*Task directions:*
Working from the entries below, tally each line that holds "every". Give the tally and nothing else.

*Data records:*
::::::
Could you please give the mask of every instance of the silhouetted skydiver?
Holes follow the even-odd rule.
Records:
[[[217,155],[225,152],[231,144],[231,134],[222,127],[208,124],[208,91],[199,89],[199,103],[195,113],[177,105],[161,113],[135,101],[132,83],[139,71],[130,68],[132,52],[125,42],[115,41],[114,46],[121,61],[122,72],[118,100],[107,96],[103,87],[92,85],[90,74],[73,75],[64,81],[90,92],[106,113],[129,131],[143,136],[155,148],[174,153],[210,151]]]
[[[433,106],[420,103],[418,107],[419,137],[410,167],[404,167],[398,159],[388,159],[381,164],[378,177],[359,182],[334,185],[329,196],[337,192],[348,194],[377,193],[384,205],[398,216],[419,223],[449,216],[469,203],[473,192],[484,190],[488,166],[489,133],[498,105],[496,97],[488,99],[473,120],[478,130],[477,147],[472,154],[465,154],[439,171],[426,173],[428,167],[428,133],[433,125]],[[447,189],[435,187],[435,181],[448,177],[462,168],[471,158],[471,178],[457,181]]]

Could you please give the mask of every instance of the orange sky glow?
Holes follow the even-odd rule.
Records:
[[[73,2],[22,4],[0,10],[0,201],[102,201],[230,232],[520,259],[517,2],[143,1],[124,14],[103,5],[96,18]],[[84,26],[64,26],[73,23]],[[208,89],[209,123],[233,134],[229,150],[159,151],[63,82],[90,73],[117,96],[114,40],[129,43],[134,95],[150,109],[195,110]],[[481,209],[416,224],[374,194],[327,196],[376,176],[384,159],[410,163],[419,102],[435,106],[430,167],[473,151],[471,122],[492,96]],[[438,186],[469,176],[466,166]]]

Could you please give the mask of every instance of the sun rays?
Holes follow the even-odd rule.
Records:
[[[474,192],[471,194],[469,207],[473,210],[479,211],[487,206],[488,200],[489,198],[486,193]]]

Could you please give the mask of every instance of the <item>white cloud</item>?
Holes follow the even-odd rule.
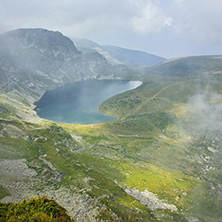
::::::
*Finished exercise:*
4